▸ **Problem**
Be exact. Print each record as it stands.

-------

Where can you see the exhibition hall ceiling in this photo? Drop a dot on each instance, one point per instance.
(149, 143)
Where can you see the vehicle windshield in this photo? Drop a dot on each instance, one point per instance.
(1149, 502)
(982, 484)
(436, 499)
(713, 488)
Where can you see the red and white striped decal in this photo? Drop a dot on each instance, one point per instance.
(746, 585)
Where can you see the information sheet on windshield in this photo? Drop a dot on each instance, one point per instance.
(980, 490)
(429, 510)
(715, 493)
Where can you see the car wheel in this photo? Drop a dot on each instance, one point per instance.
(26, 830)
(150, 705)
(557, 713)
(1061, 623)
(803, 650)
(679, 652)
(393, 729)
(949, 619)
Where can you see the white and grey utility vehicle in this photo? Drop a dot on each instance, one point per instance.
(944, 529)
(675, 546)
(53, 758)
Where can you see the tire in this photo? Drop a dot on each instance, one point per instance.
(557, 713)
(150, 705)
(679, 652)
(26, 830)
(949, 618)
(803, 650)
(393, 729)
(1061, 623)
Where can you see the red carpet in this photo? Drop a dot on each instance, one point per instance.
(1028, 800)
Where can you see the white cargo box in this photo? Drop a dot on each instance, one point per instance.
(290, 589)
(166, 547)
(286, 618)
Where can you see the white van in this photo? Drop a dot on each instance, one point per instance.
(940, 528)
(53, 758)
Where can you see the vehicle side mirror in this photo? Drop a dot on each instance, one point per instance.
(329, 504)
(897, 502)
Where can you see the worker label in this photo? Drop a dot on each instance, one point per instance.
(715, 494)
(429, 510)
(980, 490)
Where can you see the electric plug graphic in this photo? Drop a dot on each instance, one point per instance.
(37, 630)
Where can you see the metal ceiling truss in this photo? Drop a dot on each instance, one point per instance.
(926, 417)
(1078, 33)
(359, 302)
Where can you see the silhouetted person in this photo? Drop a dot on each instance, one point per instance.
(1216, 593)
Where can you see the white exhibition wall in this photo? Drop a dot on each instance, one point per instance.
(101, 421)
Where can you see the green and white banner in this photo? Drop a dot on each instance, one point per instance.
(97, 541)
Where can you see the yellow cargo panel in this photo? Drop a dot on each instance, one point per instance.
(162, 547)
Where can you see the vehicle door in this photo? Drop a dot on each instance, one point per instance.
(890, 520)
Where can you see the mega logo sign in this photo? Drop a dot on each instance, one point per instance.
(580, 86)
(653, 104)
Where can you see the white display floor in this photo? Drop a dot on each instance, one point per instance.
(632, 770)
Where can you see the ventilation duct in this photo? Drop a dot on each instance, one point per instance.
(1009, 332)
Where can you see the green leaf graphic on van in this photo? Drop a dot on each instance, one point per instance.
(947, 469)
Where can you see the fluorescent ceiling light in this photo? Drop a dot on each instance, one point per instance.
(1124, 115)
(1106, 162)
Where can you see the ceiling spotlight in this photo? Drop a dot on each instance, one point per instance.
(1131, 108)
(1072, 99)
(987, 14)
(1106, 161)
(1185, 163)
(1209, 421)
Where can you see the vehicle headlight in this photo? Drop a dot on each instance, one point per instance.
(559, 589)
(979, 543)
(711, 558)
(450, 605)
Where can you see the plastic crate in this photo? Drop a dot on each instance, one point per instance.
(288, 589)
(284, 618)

-------

▸ **Answer box**
Where can you see the exhibition hall ceiling in this photo? Drop a dot on each instance, one point per instance.
(149, 143)
Where can you see the vehicle windshield in this photo? Drop a dot on each instance, one point per instance.
(1149, 502)
(982, 484)
(436, 499)
(713, 488)
Where can you see the red and white striped decal in this photo? Drop a dot on each instance, one point per instance.
(746, 585)
Where can you see the information sheet on windshield in this photo? Drop a dot on each instance, one point per instance.
(980, 490)
(429, 510)
(715, 493)
Where can you see the car wheel in this photo? Drop a dot on each instance, one point per instance.
(26, 830)
(150, 705)
(557, 713)
(1061, 623)
(803, 650)
(679, 652)
(393, 729)
(949, 619)
Where can you see the white and grey utility vehicle in this photo? Drop a dot on each instance, one point per instance.
(944, 529)
(675, 546)
(53, 758)
Where can you see the tire in this photo? Drop a dot on each instance, one point per instance.
(557, 713)
(150, 705)
(679, 652)
(26, 830)
(949, 618)
(803, 650)
(393, 729)
(1061, 623)
Where can you see the red carpet in this photo? Drop a dot on each instance, one point per instance.
(1028, 800)
Where can you see the white cargo box in this photo? Drop a dot on each instance, one point per instance.
(290, 589)
(166, 547)
(286, 618)
Where can you see the white van in this photo? Drop a dot on each instance, one point per instance.
(940, 528)
(53, 758)
Where can you see the vehicle side mirror in this photo? Drop a dot on each instance, one point per instance.
(329, 504)
(897, 502)
Where can you see the worker label in this photo? Drop a dot on each instance, one point per instance.
(715, 494)
(429, 510)
(980, 490)
Where can you see the electric plug graphic in this photo? Drop a dot on each instance, one point per instance.
(37, 630)
Where can you see the metal ceiling truss in this photo? Drop a dot on each instance, one point per instance.
(926, 417)
(1078, 33)
(359, 302)
Where can you see the silhouetted person in this photo? Drop a dot on each instance, one point per instance.
(1216, 593)
Where can you see the white exhibition wall in this photo? Drop a dot on each instance, one point per instance.
(101, 421)
Where can you see the green and white banner in this photo? Drop a dot on each instance, one point per instance.
(97, 541)
Where can you see the yellow cargo panel in this photo? Drop a dot on each instance, one point per instance.
(162, 547)
Where can you see the vehicle door in this photo? Drop a dot on each instance, one point per instance.
(890, 520)
Where can you see the mega logo sign in this photo? Drop a dot on each instance, one point per instance.
(580, 86)
(653, 104)
Where can you see the white display floor in this photo? Drop a dot on each instance, one point per instance.
(632, 770)
Where can you see the ventilation duct in this photo? Drop a dot on each instance, one point per instance.
(1009, 332)
Where can you see the green leaf graphic on van in this photo? Drop a dot on each instance, one point per instance.
(947, 469)
Where can you see the fluorescent ceiling light in this photo? Drop a dot on each instance, one point per instance.
(1124, 115)
(1106, 162)
Where can you see the ceiling spotlight in this photo? Drop a dot on each instance, one point per instance.
(1131, 108)
(1072, 99)
(987, 14)
(1106, 161)
(1185, 163)
(1209, 421)
Where can you see the vehicle headlight in this photo? Drop a dot on each instance, one point per instance.
(559, 589)
(979, 543)
(711, 558)
(450, 605)
Where can you see the plastic crate in this photo? Drop a dot on each instance, one point per instance.
(288, 589)
(284, 618)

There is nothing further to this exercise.